◆ EXCERPTED RECORDS
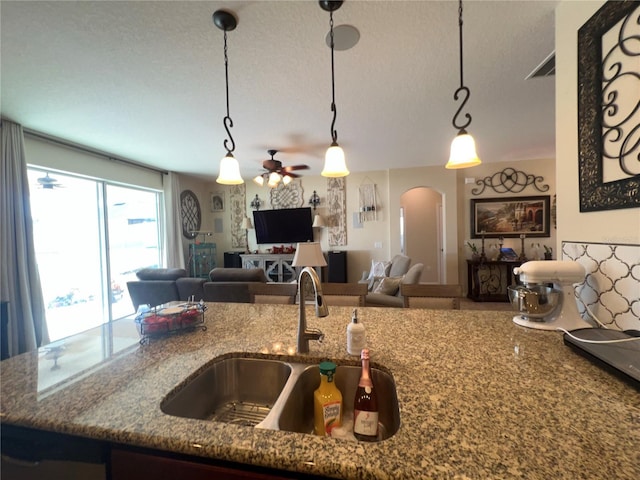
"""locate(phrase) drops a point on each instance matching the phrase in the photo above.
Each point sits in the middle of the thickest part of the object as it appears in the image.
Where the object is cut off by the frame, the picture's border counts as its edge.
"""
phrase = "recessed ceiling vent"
(546, 69)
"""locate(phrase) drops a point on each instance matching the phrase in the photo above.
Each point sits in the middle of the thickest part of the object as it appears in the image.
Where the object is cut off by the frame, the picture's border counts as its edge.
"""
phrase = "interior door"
(422, 231)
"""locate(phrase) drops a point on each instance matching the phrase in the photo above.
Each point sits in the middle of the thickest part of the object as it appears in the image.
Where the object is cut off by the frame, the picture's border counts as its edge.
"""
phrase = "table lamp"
(246, 224)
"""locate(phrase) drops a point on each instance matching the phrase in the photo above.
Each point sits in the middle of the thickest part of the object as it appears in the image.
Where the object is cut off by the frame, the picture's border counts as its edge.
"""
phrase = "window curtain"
(19, 278)
(175, 254)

◆ PROBLEM TO WORK ON
Return every line of the records above word for word, leaving out the pictures.

◆ ANSWER TO THE TASK
"""locate(phrase) drops a point on each instance matching the phrase in the photo above.
Each point sits in the middle of the thickest part of the object as it appears in the image.
Where the object is cut off by the frame, the picture's border counts as its edge.
"""
phrase = "recessed ceiling vent"
(546, 69)
"""locate(phrase) drops a point on each instance matching the phrase in the photo above.
Each point sits in the middle of the thickest part of the object as it appears in the image.
Where the object is cut off by the frame, the picture's border counts as its edge.
"""
phrase = "interior door"
(422, 231)
"""locate(phrase) drops a point on each instance matching the phrase in the photo above.
Each point sits in the middle of the thickest part of the object as it appears in the image.
Where the object is cut off by the frame, the picture's border counts as its edge.
"""
phrase = "table lamp"
(246, 224)
"""locate(phrase) drops a point on each instance matching the phrase in the photo above.
Each point sits in the middle of the thickest part of the object as it appears in the image.
Where the object is cut off by the frame, the picture's border counts as its edge.
"""
phrase = "window curtain"
(19, 278)
(175, 254)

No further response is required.